↓

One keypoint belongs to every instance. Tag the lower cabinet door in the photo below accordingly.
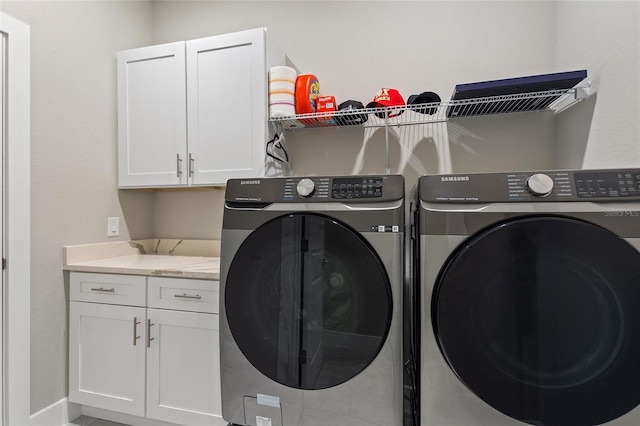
(107, 356)
(183, 367)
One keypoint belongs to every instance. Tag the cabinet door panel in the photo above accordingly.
(106, 368)
(227, 104)
(152, 118)
(183, 379)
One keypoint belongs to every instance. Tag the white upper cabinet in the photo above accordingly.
(152, 116)
(194, 112)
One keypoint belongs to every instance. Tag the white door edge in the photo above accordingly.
(17, 239)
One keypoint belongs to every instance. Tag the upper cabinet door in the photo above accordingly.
(152, 122)
(227, 106)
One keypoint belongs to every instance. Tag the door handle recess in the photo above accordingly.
(191, 165)
(149, 338)
(178, 165)
(135, 330)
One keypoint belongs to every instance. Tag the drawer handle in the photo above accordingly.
(186, 296)
(110, 290)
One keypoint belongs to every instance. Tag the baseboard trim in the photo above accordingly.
(57, 414)
(127, 419)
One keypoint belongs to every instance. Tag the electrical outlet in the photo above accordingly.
(113, 226)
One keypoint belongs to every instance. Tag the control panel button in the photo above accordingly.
(539, 184)
(305, 187)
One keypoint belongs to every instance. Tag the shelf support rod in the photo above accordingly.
(386, 139)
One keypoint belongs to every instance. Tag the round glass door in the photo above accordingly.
(308, 301)
(540, 318)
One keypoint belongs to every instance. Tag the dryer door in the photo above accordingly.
(540, 318)
(308, 301)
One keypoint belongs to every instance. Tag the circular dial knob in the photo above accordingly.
(540, 184)
(305, 187)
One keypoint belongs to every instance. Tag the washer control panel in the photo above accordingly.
(365, 187)
(550, 185)
(610, 184)
(315, 189)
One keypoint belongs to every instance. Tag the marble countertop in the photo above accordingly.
(155, 257)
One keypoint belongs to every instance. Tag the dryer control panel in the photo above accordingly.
(533, 186)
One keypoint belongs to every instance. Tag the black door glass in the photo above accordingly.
(540, 318)
(308, 301)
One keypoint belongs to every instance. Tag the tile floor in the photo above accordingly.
(92, 421)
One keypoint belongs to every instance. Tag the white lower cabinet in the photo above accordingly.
(106, 365)
(150, 361)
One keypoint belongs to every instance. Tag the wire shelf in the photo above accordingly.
(554, 100)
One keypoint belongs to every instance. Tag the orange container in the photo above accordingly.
(307, 92)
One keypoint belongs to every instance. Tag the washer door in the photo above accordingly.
(540, 318)
(308, 301)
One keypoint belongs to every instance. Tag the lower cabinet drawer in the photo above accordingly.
(108, 288)
(183, 294)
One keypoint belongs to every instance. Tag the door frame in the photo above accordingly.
(17, 236)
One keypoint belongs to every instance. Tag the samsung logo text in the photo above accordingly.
(454, 178)
(622, 213)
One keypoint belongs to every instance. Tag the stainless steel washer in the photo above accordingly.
(310, 304)
(530, 298)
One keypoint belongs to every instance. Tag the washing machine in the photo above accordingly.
(529, 298)
(310, 301)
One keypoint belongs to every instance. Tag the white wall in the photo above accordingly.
(354, 48)
(73, 169)
(605, 131)
(357, 47)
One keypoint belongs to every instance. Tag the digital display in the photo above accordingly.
(608, 184)
(364, 187)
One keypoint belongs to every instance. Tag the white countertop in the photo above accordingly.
(135, 258)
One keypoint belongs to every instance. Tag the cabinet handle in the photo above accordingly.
(135, 330)
(149, 338)
(186, 296)
(191, 165)
(110, 290)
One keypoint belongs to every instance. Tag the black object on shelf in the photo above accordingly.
(531, 89)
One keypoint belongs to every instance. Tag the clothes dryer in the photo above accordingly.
(530, 298)
(310, 304)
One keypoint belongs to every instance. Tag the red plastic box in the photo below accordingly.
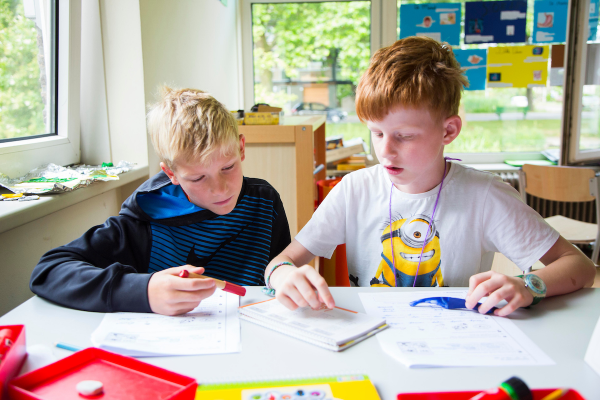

↑

*GOAL OF THE EXERCISE*. Render every item above as a numbered list, skipping blank lines. Leave the pictures out.

*ANSWER TO THE TASK*.
1. One keypoint belongs to every instance. Tag the lower cabinet door in the photo below accordingly.
2. (107, 356)
3. (183, 367)
4. One keypoint belongs to every instance. Tag the cabinet door panel in the photo above accordingly.
5. (106, 368)
6. (227, 104)
7. (152, 118)
8. (183, 379)
9. One keypoint belongs to every instance. Tag the white upper cabinet in the photo above accordingly.
10. (152, 116)
11. (194, 112)
12. One keypoint belongs to every instance. Tag the white door edge in the photo above accordingly.
13. (17, 239)
14. One keypoint belongs to every instance. Tag the upper cabinet door in the photo above accordingly.
15. (152, 122)
16. (227, 106)
17. One keypoint belongs to every instance. Tag the door handle recess in the photo above accordingly.
18. (191, 165)
19. (149, 338)
20. (178, 165)
21. (135, 330)
22. One keypoint belongs to every instance. Tag the drawer handle in the photo above accordingly.
23. (186, 296)
24. (110, 290)
25. One keypoint belongs to every instance. Tag the baseboard trim in the photo above accordingly.
26. (57, 414)
27. (127, 419)
28. One keypoint belongs to every instance. Tag the electrical outlet in the photo above accordingly.
29. (113, 226)
30. One keypoint belongs to every instance. Tag the control panel button in the photo above accordingly.
31. (539, 184)
32. (305, 187)
33. One keypoint belongs to every instance. Tag the shelf support rod in the photo above accordingly.
34. (386, 139)
35. One keypoint belongs to every instance. Tag the round glass door in the photo above accordingly.
36. (308, 301)
37. (540, 318)
38. One keypoint belongs to every instance. Tag the dryer door in the photo above accordingly.
39. (540, 318)
40. (308, 301)
41. One keypoint belongs to every instance. Tag the circular dial knob in the photo above accordingly.
42. (540, 184)
43. (305, 187)
44. One keypoint belongs to every instance. Tag the washer control panel in the photo above accordingly.
45. (365, 187)
46. (550, 185)
47. (610, 184)
48. (315, 189)
49. One keypoint belongs to every instance. Tag the marble countertop in the photo above accordingly.
50. (155, 257)
51. One keypoint belongs to every instance. Tag the dryer control panel in the photo above accordingly.
52. (533, 186)
53. One keypoint belongs to every instance. Tag the black door glass in the photo above accordingly.
54. (540, 318)
55. (308, 301)
56. One keypoint belongs to every instance. Tag the tile floor in the photo above accordingly.
57. (92, 421)
58. One keypoint belongs to every instance. Tag the white lower cabinet in the photo above accordingly.
59. (106, 365)
60. (150, 361)
61. One keypoint belongs to every instance. Tag the wire shelf in the photo above accordingly.
62. (554, 100)
63. One keypoint belongs to every instance. Tag the orange container in the photo above accordingly.
64. (307, 92)
65. One keypoint belongs to every instance. Tag the washer door in the photo above accordingly.
66. (540, 318)
67. (308, 301)
68. One keypoint belongs to every instance. Tag the lower cabinet drawer in the photo above accordingly.
69. (108, 288)
70. (183, 294)
71. One keypoint belongs to every instance. Tag the door frame in the photo above accordingly.
72. (17, 236)
73. One keypoint belongs to every instance. Tag the samsung logo text in the photo above accordingly.
74. (454, 178)
75. (622, 213)
76. One keypoint belongs to every instance. Tag the stainless steel washer in the photo above accordingly.
77. (310, 304)
78. (530, 298)
79. One keypoint belongs to every instance. Tag the washing machine in the photo above accordingly.
80. (529, 298)
81. (310, 301)
82. One keypoint belongs to every instance. Tag the white wall in the photo above accordingly.
83. (354, 48)
84. (73, 169)
85. (605, 131)
86. (357, 47)
87. One keypoint belongs to every instance. Tag the digital display in the photo above accordingly.
88. (608, 184)
89. (364, 187)
90. One keypoint belongs to every instance. Tag the white countertop in the photo above accordingly.
91. (135, 258)
92. One keypoint belongs to every instance. Tag the cabinet handle in the photo above accordingly.
93. (135, 330)
94. (149, 338)
95. (186, 296)
96. (191, 165)
97. (110, 290)
98. One keypoint belongs to every instance. Tag the black object on shelf in the photo above accordingly.
99. (531, 89)
100. One keypoint belongs to every instance. Tag the clothes dryer in the photo above accordingly.
101. (530, 298)
102. (310, 304)
103. One keypoint belongs to every instance. Tag the red plastic box in the photo below accordingly.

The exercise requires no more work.